When responding, copy every record below exactly as it appears.

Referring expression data

'''

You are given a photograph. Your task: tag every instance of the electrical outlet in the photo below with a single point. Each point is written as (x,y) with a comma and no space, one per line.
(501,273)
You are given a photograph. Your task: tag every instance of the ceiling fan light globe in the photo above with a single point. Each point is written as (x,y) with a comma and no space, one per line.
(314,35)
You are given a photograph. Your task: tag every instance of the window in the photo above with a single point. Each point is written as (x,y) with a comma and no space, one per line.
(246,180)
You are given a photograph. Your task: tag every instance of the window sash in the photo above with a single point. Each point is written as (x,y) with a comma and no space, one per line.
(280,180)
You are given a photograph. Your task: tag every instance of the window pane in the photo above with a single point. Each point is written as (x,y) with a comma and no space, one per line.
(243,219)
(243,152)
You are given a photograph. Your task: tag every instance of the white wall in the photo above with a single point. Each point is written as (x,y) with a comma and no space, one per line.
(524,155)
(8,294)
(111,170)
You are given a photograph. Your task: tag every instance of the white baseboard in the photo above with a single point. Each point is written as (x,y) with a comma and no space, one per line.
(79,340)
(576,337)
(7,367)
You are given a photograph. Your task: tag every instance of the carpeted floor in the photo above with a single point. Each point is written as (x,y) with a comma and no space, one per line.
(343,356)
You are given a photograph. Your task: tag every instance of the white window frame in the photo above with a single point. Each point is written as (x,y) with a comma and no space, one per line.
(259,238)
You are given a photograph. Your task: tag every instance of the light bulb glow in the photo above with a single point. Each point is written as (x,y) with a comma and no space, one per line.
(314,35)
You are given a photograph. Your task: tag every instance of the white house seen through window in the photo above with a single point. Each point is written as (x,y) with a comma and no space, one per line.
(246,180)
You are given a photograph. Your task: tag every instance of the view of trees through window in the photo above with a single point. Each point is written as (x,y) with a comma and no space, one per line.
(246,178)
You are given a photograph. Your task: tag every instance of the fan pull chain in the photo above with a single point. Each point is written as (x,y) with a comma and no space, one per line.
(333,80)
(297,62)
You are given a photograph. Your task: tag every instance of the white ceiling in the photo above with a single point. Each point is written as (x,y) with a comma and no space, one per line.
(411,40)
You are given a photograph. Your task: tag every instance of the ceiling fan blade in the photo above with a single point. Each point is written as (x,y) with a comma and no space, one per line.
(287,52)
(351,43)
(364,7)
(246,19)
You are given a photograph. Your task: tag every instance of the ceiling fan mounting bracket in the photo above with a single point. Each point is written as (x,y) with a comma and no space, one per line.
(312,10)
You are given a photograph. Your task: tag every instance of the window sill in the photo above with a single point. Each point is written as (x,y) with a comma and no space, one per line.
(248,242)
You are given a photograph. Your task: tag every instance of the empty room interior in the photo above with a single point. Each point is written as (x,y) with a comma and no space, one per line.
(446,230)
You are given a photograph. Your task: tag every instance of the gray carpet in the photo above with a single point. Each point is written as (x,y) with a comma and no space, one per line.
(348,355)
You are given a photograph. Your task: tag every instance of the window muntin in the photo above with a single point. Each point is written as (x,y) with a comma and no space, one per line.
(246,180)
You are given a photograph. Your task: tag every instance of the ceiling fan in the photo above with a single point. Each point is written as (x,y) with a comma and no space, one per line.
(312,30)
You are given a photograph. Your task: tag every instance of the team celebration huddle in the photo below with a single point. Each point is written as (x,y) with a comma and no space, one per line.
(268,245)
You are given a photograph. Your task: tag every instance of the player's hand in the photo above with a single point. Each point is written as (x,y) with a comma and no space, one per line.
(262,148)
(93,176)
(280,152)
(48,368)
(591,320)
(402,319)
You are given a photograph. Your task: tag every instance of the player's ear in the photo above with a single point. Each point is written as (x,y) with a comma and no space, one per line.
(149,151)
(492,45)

'''

> **WRITTEN SOLUTION**
You are given a photograph. Your task: tag every instance of the electrical outlet in the photo below with a single point. Each point is written as (x,y) with a comma and no space, one per line.
(501,273)
You are given a photograph. Your task: tag every instance of the ceiling fan light globe in the photo above with a single point. Each point is written as (x,y) with a comma and no space, one per line.
(314,35)
You are given a photograph. Your task: tag every instance of the window in the photo above with a single point. Each point is written as (x,y) with a comma and no space, one per line.
(246,180)
You are given a photograph. Your task: tag every instance of the window sash in the photo above with a single point. Each point is written as (x,y) with a comma and no space, one per line.
(280,180)
You are given a photograph. Your task: tag every instance of the window pane in the photo above with a single point. Each point is written as (x,y) with a comma and no space, one per line.
(243,219)
(243,152)
You are given a photograph. Your task: tag every instance of the white wall in the photo above with a single point. Each point is written as (x,y) with a comma and no space, one per line.
(524,155)
(8,294)
(111,170)
You are given a photograph. Your task: tag every instance of the white baseboard in the photo above with a single point. Each point is written as (x,y) with a comma and no space, one per line.
(79,340)
(576,337)
(7,367)
You are given a photograph. Your task: tag every instance of the carpeted floor in the photo above with a single point. Each point is written as (x,y) with a comma and no space, one per line.
(343,356)
You are given a photograph. Your task: tag every instance of the white window frame in the photo above with a single point. Each point is written as (x,y) with a comma and no space, one per line.
(259,238)
You are given a photograph. Your task: tag every instance of the light bulb glow in the photo above with a single point. Each point is written as (x,y) with a comma and no space, one per line.
(314,35)
You are given a photograph. Your task: tag every instance of the white house seen through window in the photo above with a single point. Each point is written as (x,y) with a comma and no space, one per line.
(246,180)
You are given a photograph. Your task: tag every instance of the view of trees through window in the photo above with a single point. Each point is written as (x,y) with a comma and no space, one per line.
(246,178)
You are given a photograph. Your task: tag every instance of the fan pull chain in the photo above with a single point. Each point is written as (x,y) with a comma and no space, one per line.
(333,80)
(297,62)
You are given a photograph. Your task: tag every instance of the white ceiling in the photo above with a single point. Each point is written as (x,y) with a comma and no space, one per line.
(411,40)
You are given a photograph. Your task: tag every instance of the ceiling fan blade in the photo above with a single point. Each point is written as (x,y) with a comma and no space, one per line.
(287,52)
(351,43)
(364,7)
(246,19)
You are given a photograph. Your task: tag every instance of the ceiling fan mounting bracket in the photo above with a single point. Each point is written as (x,y) with a comma and no space, one per line.
(312,10)
You are given a photograph. Your task: tag every instance of the window sill in the photo above with a single point. Each point is written as (x,y) with a comma and no space, one per line.
(248,242)
You are given a photograph. Your task: tag every instance of the empty room interior in the photo above with a single point. Each point is written as (x,y) with a comma and no space, one per line.
(446,230)
You are given a photograph. Your task: tag every instance of the gray carpet in the photo above with a single point. Each point is written as (x,y) with a comma and no space, one per line.
(348,355)
You are given a photograph. Your task: tag every instance of the window muntin in the photo above with a single point. Each point is written as (x,y) with a comma and no space, one per line.
(246,180)
You are given a photograph. Your task: tag every instance of the ceiling fan in the photo above with a single point. Each point is written as (x,y) with a comma and no space, one per line.
(312,30)
You are given a photograph. Your task: tag every instance of the team celebration huddle in the photo below with a single point. Each point is written as (x,y) with a comma and no space, one per line.
(268,245)
You are given a photograph. Your task: tag every instance of the player's hand in the photo above with a single point. Each point is written as (x,y) with a comma and no space, one per line.
(262,148)
(93,176)
(280,152)
(48,368)
(591,320)
(402,319)
You are given a photograph. Your task: tag every instance of the player's ear in the photo above with a single point. Each point is written as (x,y) with a comma and no space, one per line.
(149,151)
(492,45)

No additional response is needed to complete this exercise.